PROVIDED TEXT:
___
And that brings me back to the haunting nature of women explaining the times they were assaulted, discriminated against, demeaned because of their sex.

It doesn’t matter if it was once, or a thousand plus a thousand times. It doesn’t matter if it was one word, a thousand words or a covert sexual gesture or an overt sexual act.

Every time is wrong.

Every time hurts.

Every time breaks down the delicate fabric of our psyches leaving us in a place of ‘less than’ where the more we want in our lives becomes one simple plea. “Make it stop.”

When I was in that relationship, I kept praying for someone to ‘Please make it stop.’ I kept looking for someone to see me, to actually see how lost and terrified and alone and frightened and beaten down I was.

But they couldn’t.

Not because they didn’t care.

It was because I wasn’t telling.

I needed to tell the truth. I was being abused.

Yet, I didn’t dare. He told me I couldn’t. He told me I wasn’t being abused. I believed him. I did not believe myself and stayed silent.

In my silence, I lost myself and almost lost my daughters.

I am grateful. My daughters and I have grown beyond survival to the amazing beauty of our lives today. It doesn’t change the fact there’s evil in this world. It doesn’t change the abusers.

It does change us.

We are free and in that freedom I can state without fear, shame or sadness, Me Too.

And in my Me Too, there is no need for explanation.

It is the truth.

Me Too.

And in my Me Too is my I will not be silenced.

Not because abusers don’t exist in this world. They do.

My ‘I will not be silenced’ is because I claim  my right to have a voice. To speak my truth. To live out loud.
___
RECORD EXCERPTS:
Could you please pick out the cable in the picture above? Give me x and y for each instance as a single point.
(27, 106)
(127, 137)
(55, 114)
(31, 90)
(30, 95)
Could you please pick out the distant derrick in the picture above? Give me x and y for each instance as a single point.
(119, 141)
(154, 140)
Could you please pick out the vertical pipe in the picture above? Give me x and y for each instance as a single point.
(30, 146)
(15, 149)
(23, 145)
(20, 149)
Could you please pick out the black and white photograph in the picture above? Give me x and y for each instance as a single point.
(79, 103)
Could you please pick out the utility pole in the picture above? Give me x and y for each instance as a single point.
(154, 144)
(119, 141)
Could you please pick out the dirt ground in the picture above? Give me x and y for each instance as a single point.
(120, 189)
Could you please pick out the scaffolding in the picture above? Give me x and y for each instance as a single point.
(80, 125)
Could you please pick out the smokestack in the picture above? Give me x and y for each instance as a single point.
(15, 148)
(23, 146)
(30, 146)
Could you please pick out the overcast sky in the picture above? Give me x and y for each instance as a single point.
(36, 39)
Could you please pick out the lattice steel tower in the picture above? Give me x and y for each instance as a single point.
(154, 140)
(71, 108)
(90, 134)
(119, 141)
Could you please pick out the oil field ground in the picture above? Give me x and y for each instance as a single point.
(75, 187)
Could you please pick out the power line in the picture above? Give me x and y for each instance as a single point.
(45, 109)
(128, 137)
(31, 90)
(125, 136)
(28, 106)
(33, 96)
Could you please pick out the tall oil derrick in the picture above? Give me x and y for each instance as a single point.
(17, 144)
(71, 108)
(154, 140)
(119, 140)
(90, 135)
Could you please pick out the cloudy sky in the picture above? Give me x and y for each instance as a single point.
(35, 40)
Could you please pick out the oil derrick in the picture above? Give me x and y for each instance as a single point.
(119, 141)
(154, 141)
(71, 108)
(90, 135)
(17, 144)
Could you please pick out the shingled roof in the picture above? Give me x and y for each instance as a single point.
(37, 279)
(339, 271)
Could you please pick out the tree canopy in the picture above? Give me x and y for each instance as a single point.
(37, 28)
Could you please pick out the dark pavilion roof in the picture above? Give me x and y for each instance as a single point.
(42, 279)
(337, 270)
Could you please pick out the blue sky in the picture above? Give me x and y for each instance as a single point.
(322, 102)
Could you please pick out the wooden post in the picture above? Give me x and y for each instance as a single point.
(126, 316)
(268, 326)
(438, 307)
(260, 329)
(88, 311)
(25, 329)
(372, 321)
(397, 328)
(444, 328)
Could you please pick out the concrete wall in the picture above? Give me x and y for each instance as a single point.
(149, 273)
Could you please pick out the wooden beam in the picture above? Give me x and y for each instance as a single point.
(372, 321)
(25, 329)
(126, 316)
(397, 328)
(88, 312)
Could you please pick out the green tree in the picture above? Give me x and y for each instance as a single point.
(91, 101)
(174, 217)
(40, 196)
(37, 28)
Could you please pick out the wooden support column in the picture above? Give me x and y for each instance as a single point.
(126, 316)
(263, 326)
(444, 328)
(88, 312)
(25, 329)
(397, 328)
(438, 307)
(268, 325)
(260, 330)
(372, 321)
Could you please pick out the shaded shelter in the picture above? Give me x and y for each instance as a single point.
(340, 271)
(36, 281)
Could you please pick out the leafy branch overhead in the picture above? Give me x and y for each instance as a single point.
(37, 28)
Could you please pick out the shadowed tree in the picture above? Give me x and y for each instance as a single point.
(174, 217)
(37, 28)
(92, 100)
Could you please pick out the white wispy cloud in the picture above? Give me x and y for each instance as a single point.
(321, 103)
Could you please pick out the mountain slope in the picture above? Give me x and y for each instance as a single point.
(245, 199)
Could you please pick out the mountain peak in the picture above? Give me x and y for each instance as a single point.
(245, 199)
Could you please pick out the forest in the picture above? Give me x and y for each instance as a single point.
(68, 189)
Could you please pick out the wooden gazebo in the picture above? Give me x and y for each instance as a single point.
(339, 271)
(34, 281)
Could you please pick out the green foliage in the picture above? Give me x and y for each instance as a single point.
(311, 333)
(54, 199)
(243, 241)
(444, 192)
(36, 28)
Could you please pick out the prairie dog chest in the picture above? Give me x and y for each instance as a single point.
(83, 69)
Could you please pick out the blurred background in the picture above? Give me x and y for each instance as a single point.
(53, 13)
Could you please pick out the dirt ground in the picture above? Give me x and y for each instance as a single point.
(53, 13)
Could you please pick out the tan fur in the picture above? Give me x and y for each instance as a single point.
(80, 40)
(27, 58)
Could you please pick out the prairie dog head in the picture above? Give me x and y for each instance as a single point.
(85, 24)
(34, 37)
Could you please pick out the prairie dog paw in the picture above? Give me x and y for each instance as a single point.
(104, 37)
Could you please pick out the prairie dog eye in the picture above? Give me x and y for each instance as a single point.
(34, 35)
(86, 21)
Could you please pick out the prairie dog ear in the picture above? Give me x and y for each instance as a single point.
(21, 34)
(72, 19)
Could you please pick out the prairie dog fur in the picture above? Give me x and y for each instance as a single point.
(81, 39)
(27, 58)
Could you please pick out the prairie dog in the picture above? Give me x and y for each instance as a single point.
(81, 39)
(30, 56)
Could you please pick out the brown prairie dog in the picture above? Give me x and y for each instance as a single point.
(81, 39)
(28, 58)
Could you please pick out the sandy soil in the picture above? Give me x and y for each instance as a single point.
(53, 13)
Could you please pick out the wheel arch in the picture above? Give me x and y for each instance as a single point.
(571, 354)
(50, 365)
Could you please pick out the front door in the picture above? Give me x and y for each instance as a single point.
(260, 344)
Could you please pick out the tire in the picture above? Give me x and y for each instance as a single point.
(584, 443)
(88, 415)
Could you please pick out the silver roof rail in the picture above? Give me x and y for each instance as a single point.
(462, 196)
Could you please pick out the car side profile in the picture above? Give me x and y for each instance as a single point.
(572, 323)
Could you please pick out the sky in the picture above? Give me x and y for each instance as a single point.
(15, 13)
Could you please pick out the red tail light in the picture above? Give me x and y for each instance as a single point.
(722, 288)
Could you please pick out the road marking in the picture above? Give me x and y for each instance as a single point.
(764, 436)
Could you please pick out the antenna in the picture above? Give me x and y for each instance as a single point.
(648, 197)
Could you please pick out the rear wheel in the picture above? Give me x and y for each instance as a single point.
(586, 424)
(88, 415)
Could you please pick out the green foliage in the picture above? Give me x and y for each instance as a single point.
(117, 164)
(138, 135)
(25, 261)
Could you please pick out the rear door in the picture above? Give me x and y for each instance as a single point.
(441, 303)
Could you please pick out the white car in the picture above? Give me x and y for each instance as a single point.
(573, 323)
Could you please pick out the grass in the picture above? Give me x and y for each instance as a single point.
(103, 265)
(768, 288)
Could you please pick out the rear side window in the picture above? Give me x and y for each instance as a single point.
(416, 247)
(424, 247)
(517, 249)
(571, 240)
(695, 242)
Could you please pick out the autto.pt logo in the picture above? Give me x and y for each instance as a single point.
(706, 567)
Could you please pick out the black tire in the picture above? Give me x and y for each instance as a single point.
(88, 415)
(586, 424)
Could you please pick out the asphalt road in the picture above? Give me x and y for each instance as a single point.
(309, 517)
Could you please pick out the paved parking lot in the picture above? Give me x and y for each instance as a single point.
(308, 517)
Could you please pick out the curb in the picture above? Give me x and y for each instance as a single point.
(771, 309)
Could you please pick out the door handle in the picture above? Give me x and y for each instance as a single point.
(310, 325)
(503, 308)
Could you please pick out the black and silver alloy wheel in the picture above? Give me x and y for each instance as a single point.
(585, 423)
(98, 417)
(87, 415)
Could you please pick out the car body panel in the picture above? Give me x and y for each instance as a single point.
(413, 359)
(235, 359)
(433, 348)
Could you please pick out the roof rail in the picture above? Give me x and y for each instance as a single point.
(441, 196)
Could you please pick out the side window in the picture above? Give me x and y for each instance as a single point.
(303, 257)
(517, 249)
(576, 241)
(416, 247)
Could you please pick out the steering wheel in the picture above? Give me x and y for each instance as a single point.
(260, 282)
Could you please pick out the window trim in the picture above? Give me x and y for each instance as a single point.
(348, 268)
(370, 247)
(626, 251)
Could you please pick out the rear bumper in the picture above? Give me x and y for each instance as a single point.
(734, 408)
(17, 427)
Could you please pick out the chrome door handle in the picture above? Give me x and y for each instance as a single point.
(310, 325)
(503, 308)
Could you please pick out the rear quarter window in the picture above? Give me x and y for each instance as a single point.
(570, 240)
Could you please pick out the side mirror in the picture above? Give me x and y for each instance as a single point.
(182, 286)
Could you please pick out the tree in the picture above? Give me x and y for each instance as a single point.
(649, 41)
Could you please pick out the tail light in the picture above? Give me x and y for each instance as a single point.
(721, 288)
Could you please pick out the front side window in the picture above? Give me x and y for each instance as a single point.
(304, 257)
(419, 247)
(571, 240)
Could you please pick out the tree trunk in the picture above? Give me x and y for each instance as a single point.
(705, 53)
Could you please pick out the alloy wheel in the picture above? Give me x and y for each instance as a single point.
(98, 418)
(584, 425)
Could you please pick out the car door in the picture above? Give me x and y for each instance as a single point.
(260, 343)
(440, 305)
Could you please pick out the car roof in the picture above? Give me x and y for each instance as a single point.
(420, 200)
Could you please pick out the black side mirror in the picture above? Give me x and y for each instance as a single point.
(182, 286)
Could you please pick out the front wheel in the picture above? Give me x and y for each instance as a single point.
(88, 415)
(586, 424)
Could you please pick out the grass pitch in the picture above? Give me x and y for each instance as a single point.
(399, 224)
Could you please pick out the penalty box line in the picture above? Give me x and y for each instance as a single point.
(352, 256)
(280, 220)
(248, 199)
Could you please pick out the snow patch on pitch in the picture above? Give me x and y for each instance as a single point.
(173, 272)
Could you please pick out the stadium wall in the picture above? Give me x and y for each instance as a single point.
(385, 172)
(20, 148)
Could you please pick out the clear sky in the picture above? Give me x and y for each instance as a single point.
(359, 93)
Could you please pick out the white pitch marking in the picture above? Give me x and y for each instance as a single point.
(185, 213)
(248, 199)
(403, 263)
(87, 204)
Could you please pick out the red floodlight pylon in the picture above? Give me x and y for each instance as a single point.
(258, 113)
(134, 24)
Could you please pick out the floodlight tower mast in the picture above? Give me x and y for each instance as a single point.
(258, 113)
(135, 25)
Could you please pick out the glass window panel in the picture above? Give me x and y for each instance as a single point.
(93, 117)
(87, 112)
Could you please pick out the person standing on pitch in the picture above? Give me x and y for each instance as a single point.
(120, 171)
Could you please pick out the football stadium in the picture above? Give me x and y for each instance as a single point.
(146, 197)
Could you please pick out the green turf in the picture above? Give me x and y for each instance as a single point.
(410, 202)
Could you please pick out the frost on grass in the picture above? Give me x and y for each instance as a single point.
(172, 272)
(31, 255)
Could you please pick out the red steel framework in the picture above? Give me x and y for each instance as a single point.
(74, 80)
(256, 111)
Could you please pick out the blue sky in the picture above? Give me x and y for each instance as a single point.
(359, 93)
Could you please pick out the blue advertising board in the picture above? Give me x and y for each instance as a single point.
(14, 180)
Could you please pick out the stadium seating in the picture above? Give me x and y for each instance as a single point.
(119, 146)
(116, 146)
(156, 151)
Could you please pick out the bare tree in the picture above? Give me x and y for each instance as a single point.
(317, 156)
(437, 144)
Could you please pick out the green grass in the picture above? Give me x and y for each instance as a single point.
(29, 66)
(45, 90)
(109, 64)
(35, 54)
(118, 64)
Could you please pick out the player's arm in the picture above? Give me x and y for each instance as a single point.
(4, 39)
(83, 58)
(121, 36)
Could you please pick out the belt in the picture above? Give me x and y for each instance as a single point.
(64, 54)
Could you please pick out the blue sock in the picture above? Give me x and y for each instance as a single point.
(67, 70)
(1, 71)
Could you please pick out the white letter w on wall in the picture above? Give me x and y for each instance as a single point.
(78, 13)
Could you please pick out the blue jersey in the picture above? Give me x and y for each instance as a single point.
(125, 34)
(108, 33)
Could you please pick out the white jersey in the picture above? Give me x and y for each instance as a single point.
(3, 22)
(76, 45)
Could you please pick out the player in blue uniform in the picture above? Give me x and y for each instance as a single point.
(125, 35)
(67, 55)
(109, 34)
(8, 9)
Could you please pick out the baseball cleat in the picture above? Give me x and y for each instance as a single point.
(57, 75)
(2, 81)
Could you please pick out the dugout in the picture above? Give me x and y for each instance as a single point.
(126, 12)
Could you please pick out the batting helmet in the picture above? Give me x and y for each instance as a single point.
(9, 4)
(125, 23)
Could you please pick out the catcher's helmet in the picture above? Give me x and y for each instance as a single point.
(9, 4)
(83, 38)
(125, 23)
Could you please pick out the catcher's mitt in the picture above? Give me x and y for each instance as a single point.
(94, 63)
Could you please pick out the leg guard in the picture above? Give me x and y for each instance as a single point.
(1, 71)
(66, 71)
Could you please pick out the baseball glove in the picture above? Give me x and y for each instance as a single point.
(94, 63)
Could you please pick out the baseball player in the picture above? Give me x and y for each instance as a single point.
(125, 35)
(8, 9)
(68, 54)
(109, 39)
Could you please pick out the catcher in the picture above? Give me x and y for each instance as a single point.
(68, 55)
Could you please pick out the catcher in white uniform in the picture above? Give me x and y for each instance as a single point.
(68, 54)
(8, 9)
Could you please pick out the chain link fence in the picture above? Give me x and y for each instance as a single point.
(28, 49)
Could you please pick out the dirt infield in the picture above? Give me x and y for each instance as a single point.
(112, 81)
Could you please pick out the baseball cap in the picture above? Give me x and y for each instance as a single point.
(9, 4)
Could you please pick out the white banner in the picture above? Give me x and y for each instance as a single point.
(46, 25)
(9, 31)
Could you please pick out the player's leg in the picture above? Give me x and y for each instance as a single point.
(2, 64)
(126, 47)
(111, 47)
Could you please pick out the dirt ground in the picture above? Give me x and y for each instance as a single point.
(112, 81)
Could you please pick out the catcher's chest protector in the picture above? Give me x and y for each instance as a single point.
___
EXERCISE DESCRIPTION:
Answer these about the Me Too essay:
1. What plea does the essay say becomes all we want in our lives?
2. According to the writer, why couldn't others see how lost and frightened the writer was?
3. What does the writer say was almost lost in that silence?

EXERCISE OUTPUT:
1. "Make it stop."
2. Because the writer wasn't telling.
3. The writer's daughters.